## INPUT MATERIAL
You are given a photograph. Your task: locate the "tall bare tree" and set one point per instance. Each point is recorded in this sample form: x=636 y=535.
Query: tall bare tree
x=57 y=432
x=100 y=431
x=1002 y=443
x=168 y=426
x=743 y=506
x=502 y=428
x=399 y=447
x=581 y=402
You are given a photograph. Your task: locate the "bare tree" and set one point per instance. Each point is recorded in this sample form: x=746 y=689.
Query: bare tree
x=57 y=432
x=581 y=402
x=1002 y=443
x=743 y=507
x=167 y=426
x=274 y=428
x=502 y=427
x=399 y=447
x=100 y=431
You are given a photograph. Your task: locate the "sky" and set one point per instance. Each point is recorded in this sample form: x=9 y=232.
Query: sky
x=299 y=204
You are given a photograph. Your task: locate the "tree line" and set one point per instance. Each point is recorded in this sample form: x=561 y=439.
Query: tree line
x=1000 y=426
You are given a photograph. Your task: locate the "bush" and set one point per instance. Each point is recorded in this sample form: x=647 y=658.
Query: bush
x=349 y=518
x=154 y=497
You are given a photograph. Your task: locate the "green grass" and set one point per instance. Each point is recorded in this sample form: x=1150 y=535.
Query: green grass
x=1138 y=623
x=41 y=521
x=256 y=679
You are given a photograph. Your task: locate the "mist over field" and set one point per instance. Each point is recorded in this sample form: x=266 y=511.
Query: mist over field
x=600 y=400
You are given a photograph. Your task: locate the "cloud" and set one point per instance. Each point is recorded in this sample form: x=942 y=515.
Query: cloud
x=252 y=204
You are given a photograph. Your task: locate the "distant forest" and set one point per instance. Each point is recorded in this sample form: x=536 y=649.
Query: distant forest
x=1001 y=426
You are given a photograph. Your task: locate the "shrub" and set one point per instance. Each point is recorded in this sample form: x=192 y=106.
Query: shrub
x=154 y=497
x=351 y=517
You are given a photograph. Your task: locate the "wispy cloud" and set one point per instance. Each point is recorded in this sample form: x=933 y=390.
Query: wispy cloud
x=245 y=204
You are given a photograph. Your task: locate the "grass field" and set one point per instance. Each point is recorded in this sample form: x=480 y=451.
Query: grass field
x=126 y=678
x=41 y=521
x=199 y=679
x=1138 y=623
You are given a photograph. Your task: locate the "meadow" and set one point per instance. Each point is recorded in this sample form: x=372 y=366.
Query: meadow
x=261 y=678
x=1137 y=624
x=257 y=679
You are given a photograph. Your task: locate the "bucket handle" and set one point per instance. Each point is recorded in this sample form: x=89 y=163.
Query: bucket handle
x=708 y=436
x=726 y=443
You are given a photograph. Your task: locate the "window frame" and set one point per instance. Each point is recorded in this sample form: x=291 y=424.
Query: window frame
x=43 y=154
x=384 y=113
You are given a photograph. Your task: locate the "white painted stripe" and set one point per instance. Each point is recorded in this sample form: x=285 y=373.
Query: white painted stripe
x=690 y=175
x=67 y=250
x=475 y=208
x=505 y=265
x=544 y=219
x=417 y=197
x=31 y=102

## WORK TO COMPLETE
Everything in the listing should be given again word for word.

## RESPONSE AREA
You are given a photograph. Your task: locate the "tall bare tree" and set one point per instance. Each point is recorded in this sample form: x=636 y=535.
Query: tall bare tree
x=57 y=432
x=100 y=431
x=1002 y=443
x=168 y=426
x=743 y=506
x=502 y=428
x=399 y=447
x=581 y=402
You are given a photograph. Your task: locate the "bare tree" and set one point per instance. Each point is recorded in this sample form: x=746 y=689.
Query: bare tree
x=57 y=432
x=581 y=402
x=1002 y=443
x=743 y=507
x=167 y=426
x=274 y=428
x=502 y=427
x=399 y=447
x=100 y=431
You are given a photograph. Your task: locate the "sky" and set one point per instance. Each point is recorded in this sample form: x=9 y=232.
Query: sky
x=299 y=204
You are given a photograph. Your task: locate the "tree line" and set one point per instance. Each point is recorded in this sample form: x=561 y=439.
Query: tree line
x=1000 y=426
You are given a photograph. Your task: locate the "bush" and set one point per instance. Each point is recorded in this sample form: x=647 y=658.
Query: bush
x=349 y=518
x=154 y=497
You are given a photograph. Your task: locate the "green grass" and set one point per instance. Each point is recorded in this sample form: x=1150 y=535.
Query: green grass
x=1138 y=623
x=41 y=521
x=256 y=679
You are given a photograph. Your task: locate the "mist over field" and set one point per instance. Each point is recorded in this sample form: x=266 y=511.
Query: mist over field
x=600 y=400
You are given a photograph. Your task: locate the "cloud" and set one point per instance. Each point is recorded in this sample form: x=942 y=515.
Query: cloud
x=252 y=204
You are given a photograph. Your task: locate the "distant forest" and set one point per instance. Each point is recorded in this sample form: x=536 y=649.
Query: distant forest
x=1001 y=426
You are given a photograph. Your task: locate the "shrub" and set one point per instance. Each point is recorded in this sample form: x=192 y=106.
Query: shrub
x=154 y=497
x=351 y=517
You are given a photograph. Your task: locate the "wispy cloud" and set one point per instance. Each point is recorded in this sample form: x=933 y=390.
Query: wispy cloud
x=245 y=204
You are given a photograph. Your task: locate the "grass field" and set one point per instance. Each point is recorded in this sample form: x=480 y=451.
Query: grass field
x=126 y=678
x=41 y=521
x=199 y=679
x=1138 y=623
You are given a photograph. Your task: locate the "meadow" and set one point per instance. Each point is recorded in this sample form: x=372 y=366.
Query: meadow
x=261 y=678
x=1137 y=624
x=257 y=679
You are given a photograph. Your task: locate the "bucket handle" and set one point per instance. Each point is recorded in this sample form: x=89 y=163.
Query: bucket handle
x=708 y=436
x=726 y=443
You are given a photograph. Your task: locate the "window frame" and set one point per instance. Each point is recorded in this sample form: x=291 y=424.
Query: window frame
x=43 y=154
x=384 y=113
You are given a photograph. Your task: locate the "white painted stripe" and set one point per instance. Each point is recorded in this sample form: x=285 y=373.
Query: white painted stripe
x=690 y=175
x=67 y=250
x=475 y=208
x=505 y=265
x=544 y=219
x=417 y=197
x=31 y=102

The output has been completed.